---- SOURCE DOCUMENT
Over the past several days, numerous defendants in the “Trump 19” racketeering case in Fulton County have filed motions to sever their trials from numerous other defendants. Sidney Powell and Kenneth Chesebro don’t want to be tried with each other. Rudy Giuliani doesn’t want to be tried with Sidney Powell. Donald Trump doesn’t want to be tried with any of them. The list goes on and on.
It’s enough to make you look at it all and think, “What a mess!” You might even find yourself worried that it’s all too complicated, and that it might end up falling apart. So now is probably a good time to stop and remember two things. First, Fani Willis knows what she’s doing as a prosecutor. Second, she wanted things to play out this way.
Willis could have indicted these defendants individually or in small groups. Instead she made the strategic decision to charge all nineteen of them together in one racketeering indictment. Se’s built, tried, and won plenty of racketeering cases before. She knows what happens when you indict this many people jointly. The scrambling that we’re seeing by all these defendants is what Willis wanted to happen.
--------
---- ENTRIES PROVIDED
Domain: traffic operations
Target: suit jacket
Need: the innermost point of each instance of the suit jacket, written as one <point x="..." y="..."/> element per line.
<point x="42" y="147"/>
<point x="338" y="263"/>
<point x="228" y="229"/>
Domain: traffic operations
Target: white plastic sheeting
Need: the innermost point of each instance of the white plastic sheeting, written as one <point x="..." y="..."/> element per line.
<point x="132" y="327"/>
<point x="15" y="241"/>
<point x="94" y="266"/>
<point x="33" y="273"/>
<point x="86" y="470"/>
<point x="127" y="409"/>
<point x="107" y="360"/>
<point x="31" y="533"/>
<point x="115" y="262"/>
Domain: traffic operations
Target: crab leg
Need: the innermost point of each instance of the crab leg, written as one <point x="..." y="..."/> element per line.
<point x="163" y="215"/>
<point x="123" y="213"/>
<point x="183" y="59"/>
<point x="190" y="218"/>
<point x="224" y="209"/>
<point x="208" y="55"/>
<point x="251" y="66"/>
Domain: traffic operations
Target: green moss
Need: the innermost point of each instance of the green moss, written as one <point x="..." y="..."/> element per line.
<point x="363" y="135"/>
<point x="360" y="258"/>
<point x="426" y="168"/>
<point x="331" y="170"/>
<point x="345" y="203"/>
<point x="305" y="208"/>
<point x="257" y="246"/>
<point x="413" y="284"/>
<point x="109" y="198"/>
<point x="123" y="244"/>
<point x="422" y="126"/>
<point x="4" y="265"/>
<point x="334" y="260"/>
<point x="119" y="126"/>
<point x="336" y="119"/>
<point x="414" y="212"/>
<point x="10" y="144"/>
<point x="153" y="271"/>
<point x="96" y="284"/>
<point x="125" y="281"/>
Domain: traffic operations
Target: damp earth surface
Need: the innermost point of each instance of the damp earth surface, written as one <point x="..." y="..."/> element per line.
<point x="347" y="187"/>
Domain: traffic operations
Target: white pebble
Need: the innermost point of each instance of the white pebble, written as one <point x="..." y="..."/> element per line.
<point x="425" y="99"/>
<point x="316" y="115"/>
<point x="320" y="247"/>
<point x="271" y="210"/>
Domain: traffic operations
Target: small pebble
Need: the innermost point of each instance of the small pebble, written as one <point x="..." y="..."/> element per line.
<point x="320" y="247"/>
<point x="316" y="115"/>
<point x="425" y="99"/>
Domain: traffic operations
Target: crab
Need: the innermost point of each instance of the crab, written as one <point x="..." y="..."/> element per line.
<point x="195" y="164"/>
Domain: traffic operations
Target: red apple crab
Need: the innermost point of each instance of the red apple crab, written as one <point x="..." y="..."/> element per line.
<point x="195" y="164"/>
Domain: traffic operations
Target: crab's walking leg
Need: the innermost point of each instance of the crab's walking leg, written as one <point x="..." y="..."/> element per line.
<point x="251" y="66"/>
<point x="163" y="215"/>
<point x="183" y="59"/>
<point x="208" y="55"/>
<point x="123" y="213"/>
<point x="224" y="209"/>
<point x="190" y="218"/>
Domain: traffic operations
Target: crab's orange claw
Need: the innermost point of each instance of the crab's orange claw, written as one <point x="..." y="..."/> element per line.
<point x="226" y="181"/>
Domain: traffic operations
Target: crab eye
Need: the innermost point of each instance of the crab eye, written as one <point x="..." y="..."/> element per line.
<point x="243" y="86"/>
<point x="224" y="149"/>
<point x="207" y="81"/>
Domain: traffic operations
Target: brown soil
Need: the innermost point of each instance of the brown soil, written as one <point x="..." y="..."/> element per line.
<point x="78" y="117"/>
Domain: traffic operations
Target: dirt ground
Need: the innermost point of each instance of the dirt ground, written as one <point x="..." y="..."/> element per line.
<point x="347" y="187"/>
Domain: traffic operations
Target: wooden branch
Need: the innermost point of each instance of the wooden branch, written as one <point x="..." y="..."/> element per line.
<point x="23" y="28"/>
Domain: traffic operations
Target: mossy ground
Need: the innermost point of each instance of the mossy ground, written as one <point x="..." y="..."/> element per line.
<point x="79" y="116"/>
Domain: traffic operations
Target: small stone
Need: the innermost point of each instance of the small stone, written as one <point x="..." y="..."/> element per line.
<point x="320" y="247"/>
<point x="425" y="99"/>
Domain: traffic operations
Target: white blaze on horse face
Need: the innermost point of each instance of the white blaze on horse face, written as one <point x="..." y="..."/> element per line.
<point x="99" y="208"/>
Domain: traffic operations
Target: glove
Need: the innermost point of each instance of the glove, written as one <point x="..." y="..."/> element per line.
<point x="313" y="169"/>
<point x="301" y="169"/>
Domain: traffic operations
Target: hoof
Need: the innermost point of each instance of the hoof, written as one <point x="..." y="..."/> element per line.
--------
REQUIRED ACTIONS =
1. According to the Fulton County racketeering case text, how many defendants did Willis charge together in one indictment?
2. Write the next part of the Fulton County racketeering case text, beginning after its final sentence.
The data above is separate material and stands apart from the Fulton County racketeering case text.

TASK-BY-TASK OUTPUTS =
1. Nineteen.

2.
So why is this kind of chaos good for the prosecution? Keep in mind that none of these filings by the defendants are going to work. No matter how many severance motions they file, these defendants are still going to end up tried together, either in one big group of nineteen, or perhaps divided into a couple of clusters. There aren’t going to be more than two or maybe three trials in the end. We know this from how Georgia RICO trials always play out.
Furthermore, none of these filings are going to delay the trial start dates, because the Georgia courts have handled plenty of RICO cases before. The courts aren’t going to melt down under the pressure simply because a group of naive defendants are filing a bunch of pointless notions. Yes, it’s the defendants who are being naive. None of them appear to have any familiarity with how RICO cases work (which is remarkable given Giuliani’s history). They appear to think that the elementary school level tactics they’re using are somehow magically going to catch everyone by surprise. If these defendants weren’t evil traitors against the United States, you’d almost feel bad for how naive they are.
What we’re really seeing right now is these idiot defendants overplaying their hands, and in the process, showing their hands. They’re not going to magically get Fani Willis’ racketeering case divided into nineteen different trials, or ten trials, or five trials. That’s not how racketeering trials work. All these defendants are doing is giving their attorneys a whole lot of billable hours for no gain. And in the process, they’re revealing just which of their co-defendants they’re most afraid will take down the whole ship, and why.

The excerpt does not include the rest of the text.